- **Short task 1**: Before reading the entries, list each person named in the passage on abstraction and the vector, counting each person once.

- **Reading passage**:
--- start ---
I argue that we live in an era that subordinates the materiality of
communication to the abstraction of information. I would include in that the
subordination in *information theory* of alternatives to the dominant view. It
is not just that the dominant view is dominant ideologically, however. The
vector is abstraction *made concrete*, in the world. The world is being made
over in the image of an abstraction.

The whole point of critical thinking, in my view, is to identify abstraction at
work in the world and unmask the powers that it serves. The 'pathology' Doug
speaks of is exaclty the one my writing explicitly identifies.

To me this is just updating Marx's procedure. He started with bourgeois
concepts of political economy, and showed both how they mapped an abstraction
made concrete, in the world, while masking its class basis.

When Marx explains exchange value and the general equivalant, he uses examples
such as 10 coats equals 3 bushells of wheat, and so on. Only he never discusses
the materiality of the emergent space where such comparisons are actually
possible. He notes the significance of communication for the world market in
the margins of the Grundrisse, but he lacks a materialist approach to the
vector.

"Is information a mobile?" Eugene asks. In my approach, information is
displacement.  Difference is displacement. The acceleration of the
possibilities for displacement, the wiring of the world, opens a new historical
domain for the virtual. No wonder the vectoral class is striving so vigorously
to stuff those possibilities back within the purely quantitative envelopes of
strategy and commodity.

That there might be other ways that communicating might work is one reason i'm
reluctant to join Brian C in speculating on vector graphics, etc. I don't see
vector as a metaphysic. It's a local theory. However it is interesting to me
that the 'universal machine' is the ultimate example of the separation of
vectoral form and information as content.

Brian C rightly points out that there's no differentiation of scale in this
discussion of the vector. I thik one of its qualities is to short-circuit
hiearchies of scale -- which is one of the causes of what i call weird global
media events. (One of which we may be entering right now...)

Poor old Doug -- did you really not learn how to read during that fancy-pants
education you had? Nobody is suggesting that "you can run your virtual reality
machine without oil" The question is: how are resources identified, calculated,
ordered and controled?  As everyone else seems to have figured out, I am not
arguing some species of the 'weightless economy' or any such nonsense.
--- end ---
- **Material shown**:
--- start ---
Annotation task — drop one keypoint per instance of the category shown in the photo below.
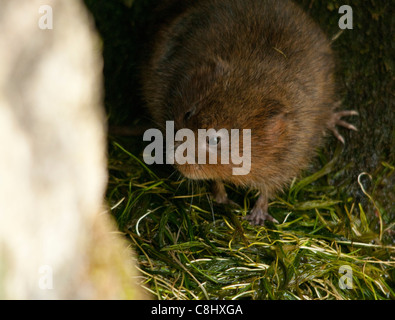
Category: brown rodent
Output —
(262, 65)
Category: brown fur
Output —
(262, 65)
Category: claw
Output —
(337, 121)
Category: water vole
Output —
(262, 65)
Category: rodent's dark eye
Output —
(189, 114)
(213, 141)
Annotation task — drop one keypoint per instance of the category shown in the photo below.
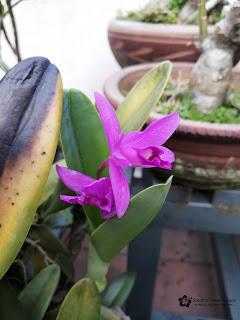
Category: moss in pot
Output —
(162, 30)
(207, 141)
(173, 12)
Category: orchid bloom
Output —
(137, 149)
(90, 192)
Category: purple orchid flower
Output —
(91, 192)
(133, 149)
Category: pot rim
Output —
(114, 95)
(153, 29)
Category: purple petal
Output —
(106, 215)
(155, 157)
(109, 120)
(149, 157)
(120, 188)
(156, 134)
(74, 180)
(73, 199)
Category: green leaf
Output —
(36, 296)
(48, 241)
(81, 303)
(108, 314)
(113, 235)
(10, 308)
(97, 269)
(143, 97)
(83, 140)
(54, 247)
(119, 290)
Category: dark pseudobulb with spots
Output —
(30, 116)
(22, 89)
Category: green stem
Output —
(202, 14)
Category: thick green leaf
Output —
(54, 247)
(37, 295)
(10, 308)
(143, 97)
(97, 269)
(113, 235)
(83, 140)
(119, 290)
(47, 239)
(81, 303)
(108, 314)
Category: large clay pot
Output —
(138, 42)
(207, 155)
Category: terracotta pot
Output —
(138, 42)
(207, 155)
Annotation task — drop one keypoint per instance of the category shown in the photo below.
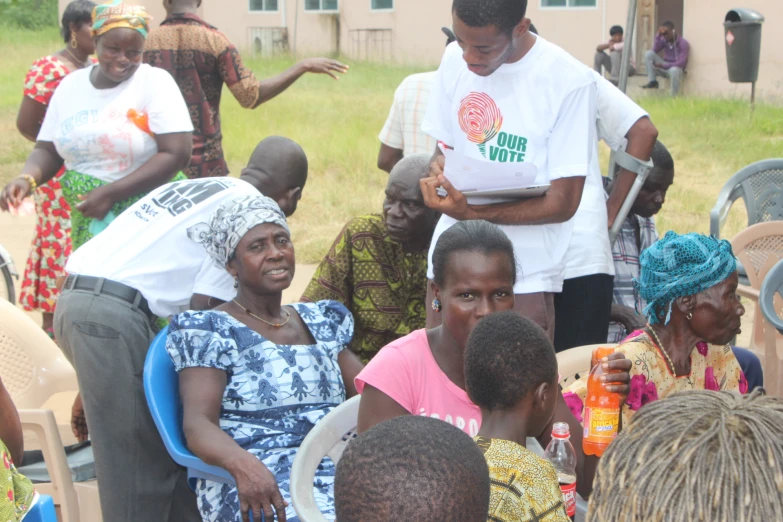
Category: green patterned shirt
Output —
(383, 286)
(16, 491)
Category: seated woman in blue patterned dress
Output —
(256, 376)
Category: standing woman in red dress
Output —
(51, 244)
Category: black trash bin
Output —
(743, 44)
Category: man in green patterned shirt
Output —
(377, 266)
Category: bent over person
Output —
(377, 266)
(145, 267)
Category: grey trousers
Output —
(106, 339)
(611, 62)
(673, 73)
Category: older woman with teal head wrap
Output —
(689, 284)
(255, 375)
(120, 127)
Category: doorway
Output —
(651, 14)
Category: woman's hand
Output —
(97, 203)
(258, 491)
(78, 419)
(14, 193)
(618, 379)
(324, 66)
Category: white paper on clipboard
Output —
(469, 174)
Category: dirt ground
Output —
(16, 235)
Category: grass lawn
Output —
(337, 123)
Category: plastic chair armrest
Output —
(728, 195)
(44, 425)
(749, 292)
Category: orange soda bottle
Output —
(602, 409)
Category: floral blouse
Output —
(712, 368)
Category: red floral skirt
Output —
(50, 249)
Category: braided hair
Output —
(695, 456)
(503, 14)
(678, 266)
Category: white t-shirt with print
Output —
(540, 110)
(92, 131)
(147, 247)
(590, 252)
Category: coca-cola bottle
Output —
(560, 453)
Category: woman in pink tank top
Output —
(423, 372)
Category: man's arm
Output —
(641, 139)
(558, 205)
(682, 55)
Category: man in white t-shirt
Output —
(504, 95)
(143, 267)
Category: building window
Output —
(263, 5)
(568, 3)
(321, 5)
(377, 5)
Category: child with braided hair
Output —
(689, 283)
(696, 455)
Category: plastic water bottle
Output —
(560, 453)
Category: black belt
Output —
(109, 287)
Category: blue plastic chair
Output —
(43, 511)
(161, 386)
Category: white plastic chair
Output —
(328, 438)
(33, 370)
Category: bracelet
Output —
(30, 180)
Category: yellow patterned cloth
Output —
(383, 286)
(16, 490)
(712, 368)
(524, 487)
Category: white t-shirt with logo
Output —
(91, 128)
(147, 247)
(541, 110)
(590, 252)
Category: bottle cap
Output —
(560, 431)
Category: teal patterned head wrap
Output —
(681, 265)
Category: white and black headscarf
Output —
(231, 222)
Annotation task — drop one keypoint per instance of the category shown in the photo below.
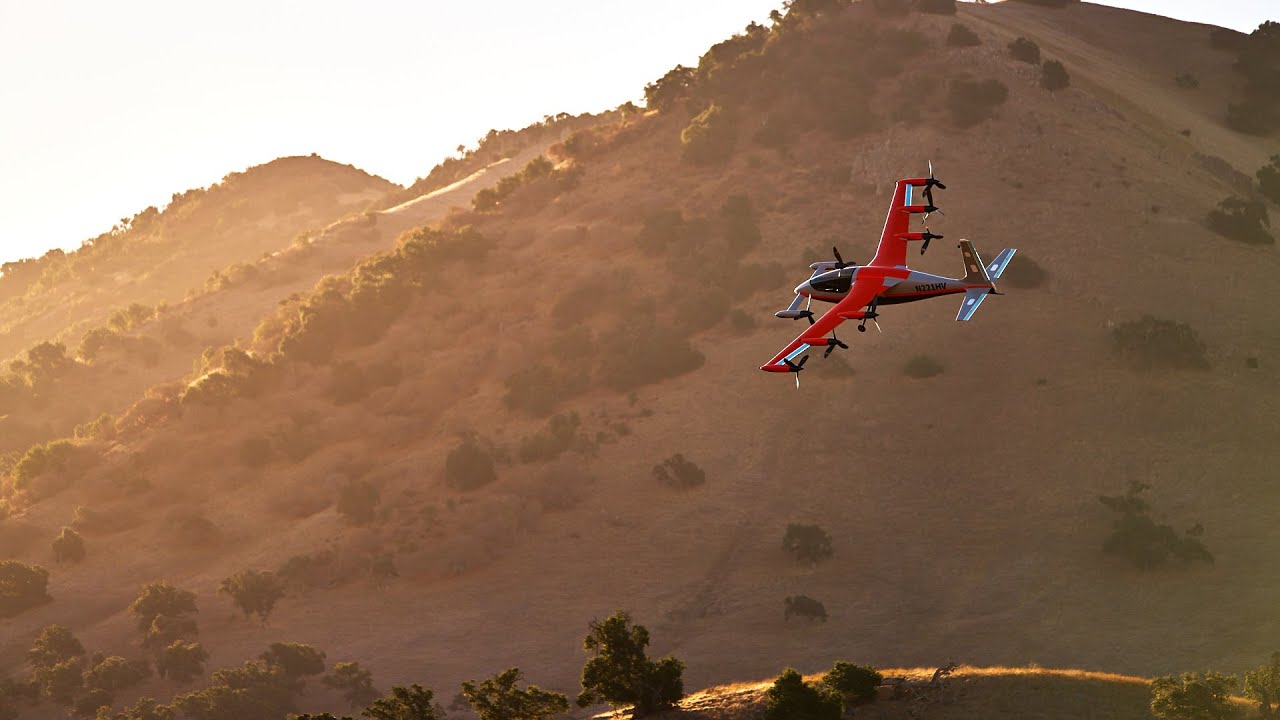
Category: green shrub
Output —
(357, 502)
(856, 683)
(254, 592)
(1269, 180)
(709, 137)
(920, 367)
(676, 472)
(1193, 696)
(620, 673)
(973, 101)
(1262, 686)
(22, 587)
(936, 7)
(469, 465)
(1142, 541)
(499, 698)
(1150, 343)
(353, 682)
(69, 546)
(1054, 76)
(182, 661)
(807, 543)
(1024, 50)
(961, 36)
(791, 698)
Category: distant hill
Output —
(490, 402)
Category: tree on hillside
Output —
(54, 645)
(621, 674)
(255, 592)
(22, 587)
(807, 543)
(856, 683)
(405, 703)
(1054, 76)
(961, 36)
(353, 682)
(297, 660)
(1262, 684)
(182, 661)
(1193, 696)
(1269, 180)
(69, 546)
(1024, 50)
(792, 698)
(498, 698)
(666, 91)
(161, 614)
(1242, 219)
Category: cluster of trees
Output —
(538, 173)
(1150, 343)
(1138, 538)
(845, 684)
(1257, 58)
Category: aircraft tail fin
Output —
(974, 270)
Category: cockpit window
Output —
(833, 281)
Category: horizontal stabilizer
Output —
(973, 297)
(997, 267)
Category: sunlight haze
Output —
(112, 108)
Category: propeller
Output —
(832, 345)
(840, 261)
(928, 192)
(927, 236)
(796, 367)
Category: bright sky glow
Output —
(113, 106)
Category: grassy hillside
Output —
(612, 310)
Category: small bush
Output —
(936, 7)
(1054, 76)
(1144, 542)
(621, 674)
(709, 137)
(1193, 696)
(69, 546)
(469, 465)
(254, 592)
(357, 502)
(803, 606)
(679, 473)
(973, 101)
(961, 36)
(791, 698)
(920, 367)
(22, 587)
(1150, 343)
(1024, 50)
(1269, 180)
(856, 683)
(807, 543)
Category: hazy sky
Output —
(106, 108)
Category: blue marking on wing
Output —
(798, 351)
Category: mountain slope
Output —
(963, 507)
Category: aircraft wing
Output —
(865, 287)
(891, 251)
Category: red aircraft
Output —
(858, 291)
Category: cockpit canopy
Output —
(833, 281)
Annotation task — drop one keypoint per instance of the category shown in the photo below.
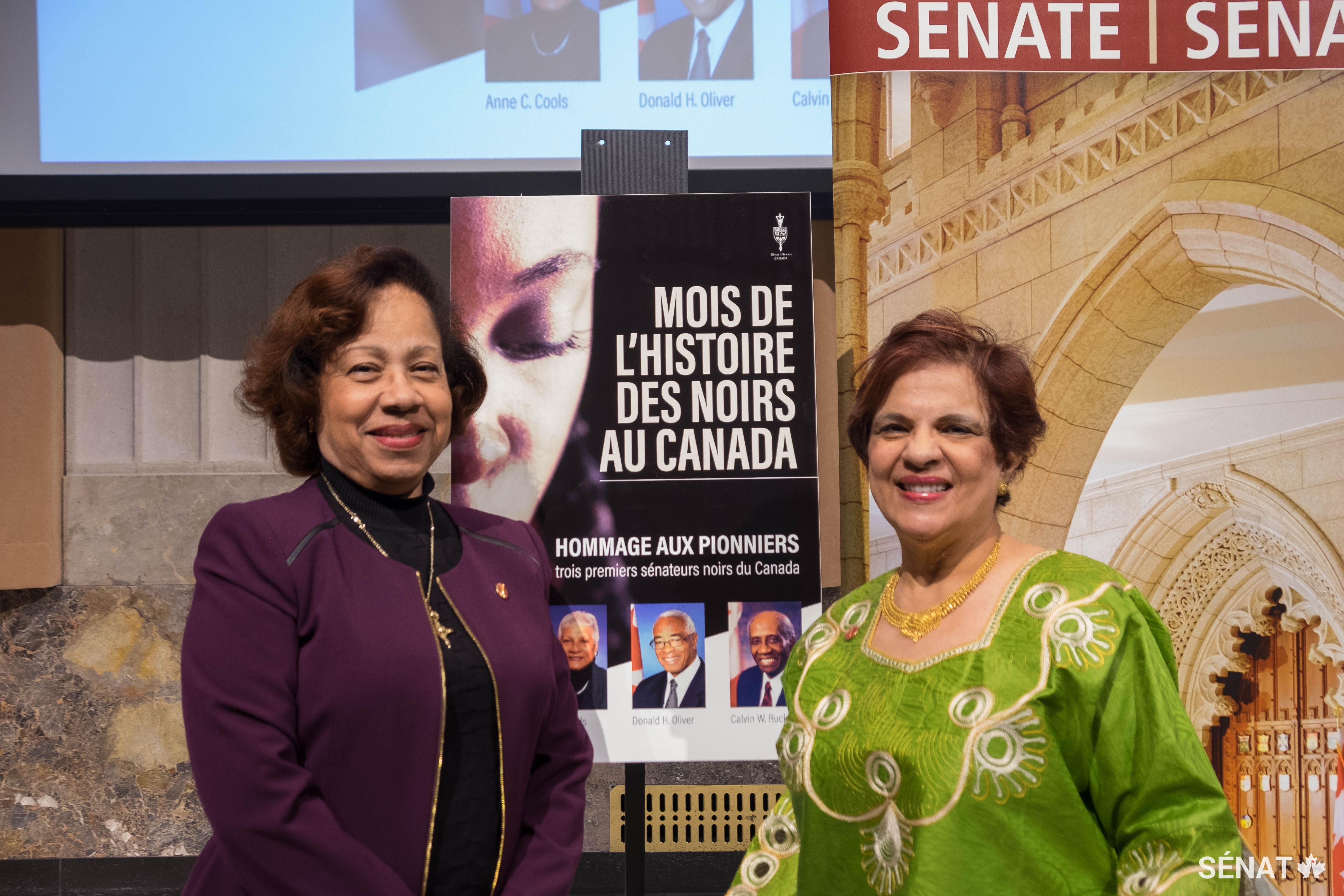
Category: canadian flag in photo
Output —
(1338, 823)
(636, 657)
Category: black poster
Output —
(682, 512)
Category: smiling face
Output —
(769, 647)
(673, 645)
(932, 465)
(386, 408)
(580, 645)
(523, 287)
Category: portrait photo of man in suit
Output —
(581, 636)
(682, 682)
(771, 636)
(713, 42)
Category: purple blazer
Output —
(314, 698)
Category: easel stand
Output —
(623, 163)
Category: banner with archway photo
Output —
(1148, 198)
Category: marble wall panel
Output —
(144, 530)
(93, 758)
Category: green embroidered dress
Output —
(1050, 757)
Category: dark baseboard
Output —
(665, 874)
(599, 875)
(156, 877)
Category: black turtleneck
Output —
(583, 677)
(467, 824)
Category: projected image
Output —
(811, 40)
(542, 41)
(396, 38)
(422, 85)
(695, 40)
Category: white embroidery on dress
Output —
(1077, 632)
(795, 741)
(887, 852)
(971, 707)
(833, 710)
(1144, 870)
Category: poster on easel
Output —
(653, 414)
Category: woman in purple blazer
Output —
(376, 702)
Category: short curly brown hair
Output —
(943, 336)
(322, 315)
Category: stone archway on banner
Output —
(1197, 241)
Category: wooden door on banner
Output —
(1280, 757)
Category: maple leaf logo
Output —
(1311, 868)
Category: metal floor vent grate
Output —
(683, 819)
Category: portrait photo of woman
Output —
(374, 695)
(991, 711)
(523, 289)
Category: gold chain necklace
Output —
(440, 629)
(917, 625)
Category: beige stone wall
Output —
(1132, 202)
(1307, 467)
(32, 338)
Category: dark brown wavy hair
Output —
(943, 336)
(319, 318)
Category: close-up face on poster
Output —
(662, 437)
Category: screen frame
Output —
(422, 198)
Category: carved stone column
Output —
(861, 198)
(1014, 120)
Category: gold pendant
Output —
(440, 629)
(917, 625)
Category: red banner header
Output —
(1121, 35)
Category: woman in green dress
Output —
(994, 716)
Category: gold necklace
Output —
(440, 629)
(917, 625)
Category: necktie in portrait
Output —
(701, 66)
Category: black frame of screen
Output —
(421, 198)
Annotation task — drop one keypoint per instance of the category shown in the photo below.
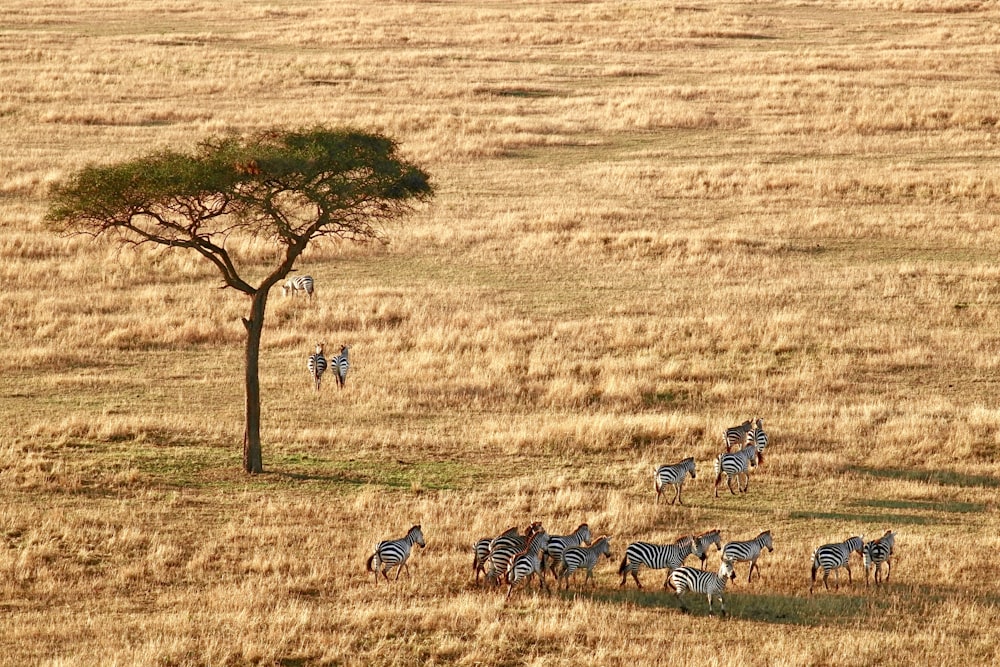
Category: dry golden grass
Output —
(653, 221)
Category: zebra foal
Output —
(394, 553)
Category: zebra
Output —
(832, 557)
(527, 563)
(702, 542)
(759, 439)
(655, 557)
(481, 551)
(317, 365)
(879, 551)
(673, 475)
(685, 579)
(576, 557)
(298, 284)
(559, 543)
(340, 365)
(735, 464)
(734, 435)
(390, 553)
(748, 551)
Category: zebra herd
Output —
(317, 363)
(514, 558)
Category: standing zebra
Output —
(748, 551)
(340, 365)
(685, 579)
(759, 439)
(832, 557)
(317, 365)
(576, 557)
(879, 551)
(559, 543)
(673, 475)
(735, 464)
(527, 563)
(702, 542)
(298, 284)
(481, 551)
(655, 557)
(391, 553)
(734, 435)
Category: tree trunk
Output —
(252, 458)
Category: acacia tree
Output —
(286, 187)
--- end ---
- **Short task 2**: Select every line of the entries that contains the word "braided".

- **Expected answer 1**: Doug, Marx, Eugene, Brian C

- **Expected answer 2**:
Category: braided hair
Category: child with braided hair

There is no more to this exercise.